Par conséquent, les évaluations algorithmiques des risques sont de plus en plus utilisées dans les services répressifs et l'administration de la justice. Plusieurs autorités de régulation avancent un ensemble de règles, de principes et d'orientations visant à réglementer les plateformes d'IA dans les systèmes judiciaires. Par exemple, la Charte éthique européenne sur l'utilisation de l'intelligence artificielle dans les systèmes judiciaires de la Commission européenne pour l'efficacité de la justice (CEPEJ) fournit un ensemble de principes à utiliser par les législateurs, les professionnels du droit et les décideurs politiques lorsqu'ils exploitent des outils d'IA/ML.
Outre les organismes de réglementation, la surveillance de l'application de la loi dans le secteur public a également été renforcée afin d'adapter les institutions à l'ère du numérique. Les institutions de contrôle indépendantes occupent une place de plus en plus active dans le suivi de la transformation numérique des pouvoirs publics et la protection des droits des citoyens. Grâce au contrôle ex post de l'utilisation que font les pouvoirs publics des technologies numériques, les institutions supérieures de contrôle des finances publiques (ISC) peuvent jouer un rôle important aux fins de faire respecter les normes et contribuer à les affiner, notamment en veillant au respect des principes directeurs et des règles éthiques dans l'utilisation des innovations numériques et de l'intelligence artificielle par les organismes publics. En outre, les ISC elles-mêmes s'appuient de plus en plus sur des outils d'analyse de données et d'intelligence artificielle pour exercer plus efficacement leurs fonctions de contrôle.

(Consigne 1) Pourriez-vous recopier intégralement les lignes des enregistrements, en commençant à la ligne qui contient "Task: confirm every instance of the pink flower" et en vous arrêtant après celle qui contient "100], [428, 124]]", tout en décalant de -33 chaque nombre des coordonnées de pixel données comme solution ?
Les enregistrements qui suivent n'ont aucun lien avec l'extrait.

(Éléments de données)
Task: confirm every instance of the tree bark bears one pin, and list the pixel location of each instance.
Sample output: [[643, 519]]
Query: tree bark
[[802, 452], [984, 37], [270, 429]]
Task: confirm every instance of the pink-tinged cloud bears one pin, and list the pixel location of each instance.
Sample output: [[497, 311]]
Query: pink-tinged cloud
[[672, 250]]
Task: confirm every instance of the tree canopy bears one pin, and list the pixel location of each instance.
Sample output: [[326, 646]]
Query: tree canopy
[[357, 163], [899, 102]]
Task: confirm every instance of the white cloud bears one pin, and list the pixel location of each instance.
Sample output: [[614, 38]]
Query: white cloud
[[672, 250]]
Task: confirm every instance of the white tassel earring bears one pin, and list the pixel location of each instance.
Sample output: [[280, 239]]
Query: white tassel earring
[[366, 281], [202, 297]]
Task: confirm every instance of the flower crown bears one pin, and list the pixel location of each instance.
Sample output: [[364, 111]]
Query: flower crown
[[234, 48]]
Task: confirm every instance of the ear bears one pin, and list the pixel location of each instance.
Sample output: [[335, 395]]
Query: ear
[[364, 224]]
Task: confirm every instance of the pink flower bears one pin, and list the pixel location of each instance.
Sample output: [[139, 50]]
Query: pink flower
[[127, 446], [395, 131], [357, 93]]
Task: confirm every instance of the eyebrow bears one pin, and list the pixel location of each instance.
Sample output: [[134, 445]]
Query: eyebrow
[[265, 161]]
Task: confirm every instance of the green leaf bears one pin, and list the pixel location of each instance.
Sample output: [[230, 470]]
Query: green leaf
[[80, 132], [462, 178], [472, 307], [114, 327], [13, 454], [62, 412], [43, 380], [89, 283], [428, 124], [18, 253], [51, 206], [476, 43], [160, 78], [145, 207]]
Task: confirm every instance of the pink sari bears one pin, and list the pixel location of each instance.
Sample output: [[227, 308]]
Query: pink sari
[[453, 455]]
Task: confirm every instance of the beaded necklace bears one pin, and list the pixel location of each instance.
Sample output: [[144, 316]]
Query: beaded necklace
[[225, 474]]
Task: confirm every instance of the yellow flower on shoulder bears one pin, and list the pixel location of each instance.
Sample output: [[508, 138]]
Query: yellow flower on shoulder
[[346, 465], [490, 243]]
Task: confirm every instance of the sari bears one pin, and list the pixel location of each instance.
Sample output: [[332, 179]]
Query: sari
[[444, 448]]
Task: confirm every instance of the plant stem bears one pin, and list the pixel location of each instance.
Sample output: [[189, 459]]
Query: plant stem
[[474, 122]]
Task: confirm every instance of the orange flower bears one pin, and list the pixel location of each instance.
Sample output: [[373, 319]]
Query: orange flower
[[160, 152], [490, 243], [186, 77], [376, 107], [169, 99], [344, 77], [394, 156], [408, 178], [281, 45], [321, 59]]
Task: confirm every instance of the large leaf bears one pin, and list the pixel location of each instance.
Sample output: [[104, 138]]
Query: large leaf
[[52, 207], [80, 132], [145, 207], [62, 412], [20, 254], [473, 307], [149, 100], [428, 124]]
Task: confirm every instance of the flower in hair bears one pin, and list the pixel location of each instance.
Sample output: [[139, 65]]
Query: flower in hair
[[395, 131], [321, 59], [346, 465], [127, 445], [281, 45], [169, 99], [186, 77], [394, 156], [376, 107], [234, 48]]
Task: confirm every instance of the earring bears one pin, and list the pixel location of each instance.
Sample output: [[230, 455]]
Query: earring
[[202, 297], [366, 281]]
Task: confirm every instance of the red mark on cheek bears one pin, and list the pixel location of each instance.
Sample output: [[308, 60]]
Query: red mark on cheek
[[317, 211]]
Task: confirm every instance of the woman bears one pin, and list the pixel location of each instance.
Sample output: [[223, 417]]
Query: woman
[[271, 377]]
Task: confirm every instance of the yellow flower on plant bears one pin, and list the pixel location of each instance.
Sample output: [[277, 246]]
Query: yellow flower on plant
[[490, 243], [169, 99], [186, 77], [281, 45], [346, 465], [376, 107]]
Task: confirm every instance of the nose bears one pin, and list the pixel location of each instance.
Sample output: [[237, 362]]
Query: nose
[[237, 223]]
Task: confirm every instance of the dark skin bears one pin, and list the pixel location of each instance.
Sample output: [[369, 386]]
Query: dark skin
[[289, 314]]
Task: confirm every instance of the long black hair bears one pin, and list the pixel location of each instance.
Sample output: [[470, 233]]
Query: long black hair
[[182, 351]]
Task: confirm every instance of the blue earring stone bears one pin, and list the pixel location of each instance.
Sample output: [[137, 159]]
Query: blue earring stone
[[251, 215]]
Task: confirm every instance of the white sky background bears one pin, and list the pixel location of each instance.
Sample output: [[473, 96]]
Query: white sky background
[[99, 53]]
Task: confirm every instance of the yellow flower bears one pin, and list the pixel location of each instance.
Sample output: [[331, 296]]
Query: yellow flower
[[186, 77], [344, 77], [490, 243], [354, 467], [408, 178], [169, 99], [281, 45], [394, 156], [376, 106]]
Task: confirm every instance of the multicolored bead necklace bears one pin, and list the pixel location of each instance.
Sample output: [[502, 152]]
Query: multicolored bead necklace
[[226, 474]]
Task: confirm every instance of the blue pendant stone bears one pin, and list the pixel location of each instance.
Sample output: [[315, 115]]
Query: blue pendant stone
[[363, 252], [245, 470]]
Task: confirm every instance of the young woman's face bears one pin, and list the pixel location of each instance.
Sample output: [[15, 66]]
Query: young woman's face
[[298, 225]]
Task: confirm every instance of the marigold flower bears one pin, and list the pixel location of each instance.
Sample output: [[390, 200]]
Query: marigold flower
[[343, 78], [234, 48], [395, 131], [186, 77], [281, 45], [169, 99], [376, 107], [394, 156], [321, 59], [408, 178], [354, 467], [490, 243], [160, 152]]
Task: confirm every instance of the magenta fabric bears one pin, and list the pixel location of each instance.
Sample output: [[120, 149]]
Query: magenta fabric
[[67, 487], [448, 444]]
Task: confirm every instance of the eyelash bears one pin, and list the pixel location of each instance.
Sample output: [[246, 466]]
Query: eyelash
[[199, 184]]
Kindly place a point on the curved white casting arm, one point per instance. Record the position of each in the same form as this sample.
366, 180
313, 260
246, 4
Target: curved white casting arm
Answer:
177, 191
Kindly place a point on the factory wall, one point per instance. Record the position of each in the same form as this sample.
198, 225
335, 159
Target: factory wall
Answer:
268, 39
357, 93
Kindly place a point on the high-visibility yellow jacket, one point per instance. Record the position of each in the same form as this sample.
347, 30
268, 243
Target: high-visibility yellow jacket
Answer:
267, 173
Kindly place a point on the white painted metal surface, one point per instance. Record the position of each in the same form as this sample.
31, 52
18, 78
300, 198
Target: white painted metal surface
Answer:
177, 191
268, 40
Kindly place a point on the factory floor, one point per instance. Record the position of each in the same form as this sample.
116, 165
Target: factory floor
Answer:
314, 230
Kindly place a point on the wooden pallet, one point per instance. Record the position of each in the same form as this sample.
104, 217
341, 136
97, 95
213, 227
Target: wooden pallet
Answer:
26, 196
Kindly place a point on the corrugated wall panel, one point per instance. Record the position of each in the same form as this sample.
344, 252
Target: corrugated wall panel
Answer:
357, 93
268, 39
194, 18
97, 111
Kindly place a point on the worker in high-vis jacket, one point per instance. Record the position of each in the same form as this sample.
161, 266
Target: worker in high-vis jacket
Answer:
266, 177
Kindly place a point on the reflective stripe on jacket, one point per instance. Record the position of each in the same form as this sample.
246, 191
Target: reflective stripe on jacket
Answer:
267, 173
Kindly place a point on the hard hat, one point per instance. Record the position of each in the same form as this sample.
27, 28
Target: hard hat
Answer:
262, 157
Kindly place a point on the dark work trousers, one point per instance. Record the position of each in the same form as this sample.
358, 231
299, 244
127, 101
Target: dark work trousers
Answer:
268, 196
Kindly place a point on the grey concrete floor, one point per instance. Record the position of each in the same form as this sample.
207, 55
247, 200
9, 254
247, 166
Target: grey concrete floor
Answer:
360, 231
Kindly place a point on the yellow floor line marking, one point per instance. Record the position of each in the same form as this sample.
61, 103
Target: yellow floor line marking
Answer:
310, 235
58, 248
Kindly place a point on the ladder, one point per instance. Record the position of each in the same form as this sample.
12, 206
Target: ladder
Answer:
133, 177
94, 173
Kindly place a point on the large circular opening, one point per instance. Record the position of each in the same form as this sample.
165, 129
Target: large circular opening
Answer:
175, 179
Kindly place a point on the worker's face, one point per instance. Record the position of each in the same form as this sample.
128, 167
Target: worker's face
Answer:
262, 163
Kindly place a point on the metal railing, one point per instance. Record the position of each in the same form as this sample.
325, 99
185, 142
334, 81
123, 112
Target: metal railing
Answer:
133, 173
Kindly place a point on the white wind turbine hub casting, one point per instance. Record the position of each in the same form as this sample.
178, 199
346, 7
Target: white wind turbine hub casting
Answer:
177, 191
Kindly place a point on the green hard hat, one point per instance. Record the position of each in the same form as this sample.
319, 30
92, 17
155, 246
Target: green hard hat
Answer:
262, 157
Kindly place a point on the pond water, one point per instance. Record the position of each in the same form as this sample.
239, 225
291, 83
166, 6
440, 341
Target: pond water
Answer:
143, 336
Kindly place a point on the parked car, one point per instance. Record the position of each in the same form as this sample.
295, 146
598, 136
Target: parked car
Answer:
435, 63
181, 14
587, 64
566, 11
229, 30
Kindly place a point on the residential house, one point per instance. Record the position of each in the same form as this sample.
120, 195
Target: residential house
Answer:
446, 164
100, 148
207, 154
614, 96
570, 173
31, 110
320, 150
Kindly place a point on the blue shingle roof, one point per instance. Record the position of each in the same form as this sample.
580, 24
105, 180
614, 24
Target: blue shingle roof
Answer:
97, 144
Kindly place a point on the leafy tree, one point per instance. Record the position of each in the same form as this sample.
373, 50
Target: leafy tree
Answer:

(Consigne 2) Pourriez-vous recopier l'extrait, en commençant aux mots "Par conséquent, les" et en vous arrêtant après les mots "des outils d'IA/ML.", et le mettre à jour en remplaçant "autorités de régulation" par "instances de supervision" ?

(Corrigé 1)
Task: confirm every instance of the pink flower bears one pin, and list the pixel location of each instance.
Sample output: [[139, 50]]
Query: pink flower
[[94, 413], [362, 98], [324, 60]]
Task: confirm every instance of the eyebrow bears one pin, and list the pixel location of each instance.
Sample output: [[134, 445]]
Query: eyebrow
[[232, 128]]
Task: confirm every instance of the green leaf bears one pin, and list the pixel location of each instance.
Sample output: [[230, 470]]
Query: green leaf
[[47, 99], [429, 145], [439, 274], [81, 294], [-20, 421], [29, 379], [10, 347], [56, 250], [395, 91], [-15, 220], [18, 173], [443, 10], [127, 45], [112, 174]]
Task: confirm every instance of the pink sari bears one pin, and list the pixel location of each instance.
Sample output: [[227, 308]]
Query: pink sari
[[420, 422]]
Task: confirm every instance of the beaded necklace bears one pin, and list the pixel location of each instance.
Sample output: [[144, 316]]
Query: beaded necklace
[[192, 441]]
Task: confirm every instance of the yellow flower on shoulder bears one pin, and list the pixel location of each instance.
Sample output: [[508, 138]]
Query: yellow flower on shoulder
[[313, 432], [457, 210]]
Task: confirm every instance of the sari bears one pin, and list the pixel location of each instance.
Sample output: [[332, 179]]
Query: sari
[[411, 415]]
Task: confirm every instance of the plant stem bears one pin, and list the pixel location of each instance.
Sample output: [[189, 459]]
Query: plant stem
[[441, 89]]
Task: confirm every instance of the orange flower bears one pin, and list the pixel location of each instance.
Sample output: [[373, 319]]
Query: orange flower
[[127, 119], [457, 210], [153, 44], [343, 74], [136, 66], [311, 44], [361, 123], [375, 145], [248, 12], [288, 26]]
Task: confirm every instance of the large leaf bears one pin, and list the pixel location of each instance.
Sample output: [[104, 138]]
Query: large leaf
[[19, 174], [47, 99], [112, 174], [29, 379], [-13, 221], [440, 274], [116, 67], [395, 91]]

(Corrigé 2)
Par conséquent, les évaluations algorithmiques des risques sont de plus en plus utilisées dans les services répressifs et l'administration de la justice. Plusieurs instances de supervision avancent un ensemble de règles, de principes et d'orientations visant à réglementer les plateformes d'IA dans les systèmes judiciaires. Par exemple, la Charte éthique européenne sur l'utilisation de l'intelligence artificielle dans les systèmes judiciaires de la Commission européenne pour l'efficacité de la justice (CEPEJ) fournit un ensemble de principes à utiliser par les législateurs, les professionnels du droit et les décideurs politiques lorsqu'ils exploitent des outils d'IA/ML.